• ПРЕДОСТАВЛЕННЫЙ ФРАГМЕНТ

---------------

Литературоведам с беллетристикой и поэзией журнала очень непросто. Утвердившееся на страницах «Отечественных записок» противостояние так называемому «чистому искусству», фактическое продвижение необходимости утилитаристских подходов в литературе остаются на совести всех сотрудников редакции, не исключая Салтыкова. Ими поддерживалась бытописательная, накрепко связанная с событиями современности проза, те беллетристы, у которых уже была репутация умеющих, по известному выражению Чернышевского, писать «о народе правду без всяких прикрас» – Фёдор Решетников, Василий Слепцов, Александр Левитов, Иван Кущевский. Способные, но явно не звёзды, к тому же в большинстве со своими однообразными личными проблемами. Позднее появились Илья Салов и Николай Златовратский – имена, оставшиеся в третьем ряду русской литературы того времени. Единственным литературным открытием «Отечественных записок» надо признать Всеволода Гаршина, хотя, повторим, на поиск художественных талантов установки у редакции не было.
Постоянный интерес к прозе «Отечественных записок» обеспечивали лишь два автора – Салтыков и Глеб Успенский. Но и то сказать: сложноустроенная проза и того и другого, рассчитанная на интеллектуальные усилия и, по сути, сотворчество, не предполагала массового читателя.

---------------

• Записи для определения местоположения
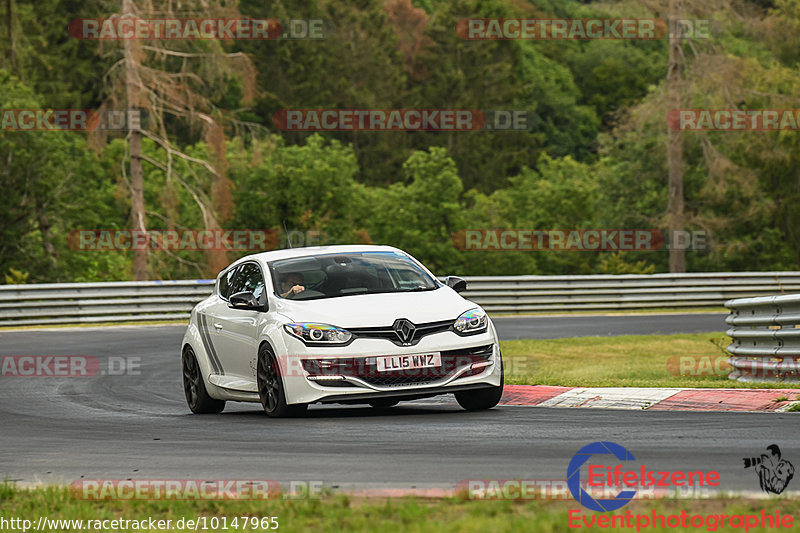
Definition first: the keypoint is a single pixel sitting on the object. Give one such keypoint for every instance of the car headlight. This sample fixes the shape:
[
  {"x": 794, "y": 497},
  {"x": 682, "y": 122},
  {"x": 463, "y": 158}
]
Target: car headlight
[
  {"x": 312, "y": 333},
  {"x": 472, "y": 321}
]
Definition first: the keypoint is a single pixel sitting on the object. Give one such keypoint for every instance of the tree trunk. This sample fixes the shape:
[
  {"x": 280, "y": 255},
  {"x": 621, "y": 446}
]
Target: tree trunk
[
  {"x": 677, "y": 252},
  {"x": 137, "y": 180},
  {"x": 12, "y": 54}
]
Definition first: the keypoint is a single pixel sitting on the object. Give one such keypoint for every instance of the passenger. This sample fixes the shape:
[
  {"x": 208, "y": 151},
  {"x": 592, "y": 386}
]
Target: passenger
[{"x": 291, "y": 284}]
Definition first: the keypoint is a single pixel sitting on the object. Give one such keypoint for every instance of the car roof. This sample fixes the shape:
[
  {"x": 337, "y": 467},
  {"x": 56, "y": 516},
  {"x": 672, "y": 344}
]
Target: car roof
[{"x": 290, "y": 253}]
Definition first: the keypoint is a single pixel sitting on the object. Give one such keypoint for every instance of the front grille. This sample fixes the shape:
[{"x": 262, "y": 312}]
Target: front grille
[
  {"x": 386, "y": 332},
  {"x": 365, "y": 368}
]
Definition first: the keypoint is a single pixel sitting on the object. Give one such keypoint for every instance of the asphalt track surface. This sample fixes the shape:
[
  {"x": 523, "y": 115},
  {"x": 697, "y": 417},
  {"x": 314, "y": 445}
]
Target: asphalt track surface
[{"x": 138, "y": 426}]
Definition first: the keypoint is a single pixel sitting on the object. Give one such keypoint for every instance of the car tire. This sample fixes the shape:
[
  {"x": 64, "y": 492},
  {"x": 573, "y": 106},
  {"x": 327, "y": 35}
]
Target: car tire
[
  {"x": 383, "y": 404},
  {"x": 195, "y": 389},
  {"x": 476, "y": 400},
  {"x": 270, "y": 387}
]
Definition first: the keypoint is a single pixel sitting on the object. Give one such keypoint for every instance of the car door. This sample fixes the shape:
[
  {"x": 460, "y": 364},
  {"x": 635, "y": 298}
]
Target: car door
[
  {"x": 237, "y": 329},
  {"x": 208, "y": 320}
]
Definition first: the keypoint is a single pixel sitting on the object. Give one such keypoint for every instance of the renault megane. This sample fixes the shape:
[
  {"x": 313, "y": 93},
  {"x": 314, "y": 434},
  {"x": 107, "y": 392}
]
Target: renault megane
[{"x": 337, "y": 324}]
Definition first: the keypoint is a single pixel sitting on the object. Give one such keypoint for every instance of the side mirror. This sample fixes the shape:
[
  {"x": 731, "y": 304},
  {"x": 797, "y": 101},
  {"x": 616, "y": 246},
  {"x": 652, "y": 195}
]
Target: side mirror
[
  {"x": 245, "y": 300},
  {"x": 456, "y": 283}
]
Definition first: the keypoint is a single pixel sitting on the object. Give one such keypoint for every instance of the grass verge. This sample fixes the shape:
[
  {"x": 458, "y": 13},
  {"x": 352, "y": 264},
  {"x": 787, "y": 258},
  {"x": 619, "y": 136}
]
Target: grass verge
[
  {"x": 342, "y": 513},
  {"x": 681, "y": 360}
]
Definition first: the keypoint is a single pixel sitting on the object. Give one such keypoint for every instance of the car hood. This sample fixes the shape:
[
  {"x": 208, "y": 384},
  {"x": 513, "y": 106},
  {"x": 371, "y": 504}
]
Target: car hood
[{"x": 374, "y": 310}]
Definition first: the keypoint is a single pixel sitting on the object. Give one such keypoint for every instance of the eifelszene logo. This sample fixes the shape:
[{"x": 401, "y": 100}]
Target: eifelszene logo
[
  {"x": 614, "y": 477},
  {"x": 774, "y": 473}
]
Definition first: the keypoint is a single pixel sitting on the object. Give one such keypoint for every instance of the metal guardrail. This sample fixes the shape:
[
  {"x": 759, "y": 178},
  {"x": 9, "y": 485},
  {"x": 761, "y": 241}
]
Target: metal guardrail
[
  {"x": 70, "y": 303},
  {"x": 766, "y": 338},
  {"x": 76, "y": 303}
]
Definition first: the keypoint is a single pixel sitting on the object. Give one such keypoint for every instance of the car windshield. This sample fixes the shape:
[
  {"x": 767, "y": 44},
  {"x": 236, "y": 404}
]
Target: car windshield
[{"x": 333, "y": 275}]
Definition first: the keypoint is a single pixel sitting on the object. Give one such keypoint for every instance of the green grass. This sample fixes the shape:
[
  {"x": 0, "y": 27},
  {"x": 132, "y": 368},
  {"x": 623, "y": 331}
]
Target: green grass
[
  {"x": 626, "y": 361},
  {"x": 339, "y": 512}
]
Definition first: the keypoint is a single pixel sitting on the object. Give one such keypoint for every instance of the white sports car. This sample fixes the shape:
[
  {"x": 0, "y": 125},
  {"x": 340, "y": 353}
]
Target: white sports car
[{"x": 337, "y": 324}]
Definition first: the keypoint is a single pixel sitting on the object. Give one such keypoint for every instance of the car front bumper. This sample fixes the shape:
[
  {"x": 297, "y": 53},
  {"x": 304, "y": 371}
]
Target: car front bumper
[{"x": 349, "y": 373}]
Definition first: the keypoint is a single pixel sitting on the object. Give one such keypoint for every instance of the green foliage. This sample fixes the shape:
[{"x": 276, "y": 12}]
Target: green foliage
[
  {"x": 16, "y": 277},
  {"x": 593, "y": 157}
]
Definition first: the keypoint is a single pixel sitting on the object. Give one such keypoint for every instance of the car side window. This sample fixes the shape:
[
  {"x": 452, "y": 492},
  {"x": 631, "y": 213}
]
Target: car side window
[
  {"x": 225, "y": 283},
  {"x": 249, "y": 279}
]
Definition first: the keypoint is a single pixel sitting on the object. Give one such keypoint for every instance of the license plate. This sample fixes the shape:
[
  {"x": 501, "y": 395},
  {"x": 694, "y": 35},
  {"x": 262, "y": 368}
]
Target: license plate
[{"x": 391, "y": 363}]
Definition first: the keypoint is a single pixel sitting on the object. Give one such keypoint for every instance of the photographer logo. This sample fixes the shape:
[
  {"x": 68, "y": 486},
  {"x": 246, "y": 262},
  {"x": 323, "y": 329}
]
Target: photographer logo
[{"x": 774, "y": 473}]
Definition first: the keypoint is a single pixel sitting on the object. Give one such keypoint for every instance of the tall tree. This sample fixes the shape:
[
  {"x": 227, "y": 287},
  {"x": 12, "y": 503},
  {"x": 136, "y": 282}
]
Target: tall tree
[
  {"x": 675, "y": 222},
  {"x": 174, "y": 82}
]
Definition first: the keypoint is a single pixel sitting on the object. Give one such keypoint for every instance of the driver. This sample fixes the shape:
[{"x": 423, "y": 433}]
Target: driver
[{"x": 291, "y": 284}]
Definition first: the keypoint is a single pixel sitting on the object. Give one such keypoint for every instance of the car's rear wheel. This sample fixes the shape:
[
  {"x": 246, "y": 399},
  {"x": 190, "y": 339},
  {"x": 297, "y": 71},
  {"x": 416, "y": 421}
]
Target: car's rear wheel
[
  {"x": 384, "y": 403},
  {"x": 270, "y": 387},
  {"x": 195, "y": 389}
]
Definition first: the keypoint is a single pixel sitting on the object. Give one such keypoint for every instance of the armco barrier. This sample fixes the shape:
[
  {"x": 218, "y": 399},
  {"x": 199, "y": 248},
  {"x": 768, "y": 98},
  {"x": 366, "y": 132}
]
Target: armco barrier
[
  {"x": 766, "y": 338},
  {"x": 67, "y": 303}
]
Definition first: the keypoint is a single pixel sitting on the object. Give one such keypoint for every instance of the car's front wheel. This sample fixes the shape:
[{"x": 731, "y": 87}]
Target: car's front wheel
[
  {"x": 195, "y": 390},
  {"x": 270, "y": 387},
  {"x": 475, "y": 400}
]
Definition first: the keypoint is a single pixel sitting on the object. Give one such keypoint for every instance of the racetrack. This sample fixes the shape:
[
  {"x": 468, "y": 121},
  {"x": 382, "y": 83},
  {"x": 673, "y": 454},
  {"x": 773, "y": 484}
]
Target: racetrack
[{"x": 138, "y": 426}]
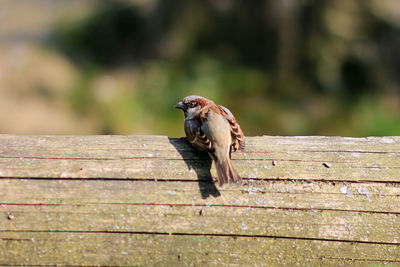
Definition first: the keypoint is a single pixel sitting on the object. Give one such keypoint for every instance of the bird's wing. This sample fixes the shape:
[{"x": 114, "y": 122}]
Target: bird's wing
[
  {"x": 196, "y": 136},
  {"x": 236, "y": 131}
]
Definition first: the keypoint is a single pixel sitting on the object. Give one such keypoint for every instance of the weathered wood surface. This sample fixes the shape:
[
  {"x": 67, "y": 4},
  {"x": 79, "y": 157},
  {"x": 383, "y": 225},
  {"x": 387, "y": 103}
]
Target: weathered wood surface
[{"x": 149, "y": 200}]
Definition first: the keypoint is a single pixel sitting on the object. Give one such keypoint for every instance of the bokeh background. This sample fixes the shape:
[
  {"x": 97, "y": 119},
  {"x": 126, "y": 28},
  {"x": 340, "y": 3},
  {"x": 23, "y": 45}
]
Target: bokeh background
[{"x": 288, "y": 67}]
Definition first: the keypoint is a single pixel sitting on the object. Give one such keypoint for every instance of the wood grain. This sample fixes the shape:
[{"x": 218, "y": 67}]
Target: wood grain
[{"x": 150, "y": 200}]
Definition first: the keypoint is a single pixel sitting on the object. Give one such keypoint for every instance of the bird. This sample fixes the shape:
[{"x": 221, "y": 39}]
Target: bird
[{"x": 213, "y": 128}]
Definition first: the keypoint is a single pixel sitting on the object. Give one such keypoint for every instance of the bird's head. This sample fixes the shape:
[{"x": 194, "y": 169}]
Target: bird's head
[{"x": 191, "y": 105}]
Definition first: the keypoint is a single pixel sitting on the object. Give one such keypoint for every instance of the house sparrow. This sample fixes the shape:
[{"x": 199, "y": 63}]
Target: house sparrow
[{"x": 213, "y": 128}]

---------------

Объясните по фрагменту о прозе «Отечественных записок», почему проза Салтыкова и Глеба Успенского не предполагала массового читателя. Уложитесь в одно–три предложения. Записи никак не связаны с фрагментом.

Проза Салтыкова и Глеба Успенского была сложноустроенной. Она рассчитывала на интеллектуальные усилия читателя и, по сути, на сотворчество, поэтому не предполагала массового читателя.